▸ **Task material**
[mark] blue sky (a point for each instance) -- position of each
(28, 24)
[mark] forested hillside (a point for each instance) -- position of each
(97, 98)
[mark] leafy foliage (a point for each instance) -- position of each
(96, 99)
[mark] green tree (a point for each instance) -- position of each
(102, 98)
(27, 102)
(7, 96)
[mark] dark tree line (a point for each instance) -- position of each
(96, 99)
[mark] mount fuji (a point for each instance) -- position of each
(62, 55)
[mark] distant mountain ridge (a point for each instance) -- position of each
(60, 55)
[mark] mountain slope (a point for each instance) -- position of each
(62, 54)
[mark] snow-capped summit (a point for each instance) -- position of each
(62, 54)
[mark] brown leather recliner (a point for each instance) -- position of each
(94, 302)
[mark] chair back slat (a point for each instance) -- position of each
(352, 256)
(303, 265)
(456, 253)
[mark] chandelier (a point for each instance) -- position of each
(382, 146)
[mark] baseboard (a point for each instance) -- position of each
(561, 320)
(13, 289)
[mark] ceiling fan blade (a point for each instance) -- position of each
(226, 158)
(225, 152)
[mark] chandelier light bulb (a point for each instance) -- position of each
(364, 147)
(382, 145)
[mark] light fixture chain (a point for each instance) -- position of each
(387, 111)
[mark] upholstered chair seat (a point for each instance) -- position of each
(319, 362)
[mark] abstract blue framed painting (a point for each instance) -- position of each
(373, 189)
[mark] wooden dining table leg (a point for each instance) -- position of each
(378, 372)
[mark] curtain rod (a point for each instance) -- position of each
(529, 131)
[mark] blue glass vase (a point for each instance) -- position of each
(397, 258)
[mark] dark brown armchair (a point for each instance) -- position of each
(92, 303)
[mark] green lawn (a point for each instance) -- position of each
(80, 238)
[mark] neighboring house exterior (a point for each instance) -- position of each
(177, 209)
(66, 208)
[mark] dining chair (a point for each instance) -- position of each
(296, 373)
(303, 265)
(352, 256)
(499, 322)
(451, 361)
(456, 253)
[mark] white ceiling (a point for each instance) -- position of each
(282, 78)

▸ **Work required**
Copy out, unchanged, the stretch of the entries from the line containing "[mark] white ceiling" through the end of the entries.

▸ **Solution to this problem**
[mark] white ceiling (a point for each instance) -- position of each
(282, 78)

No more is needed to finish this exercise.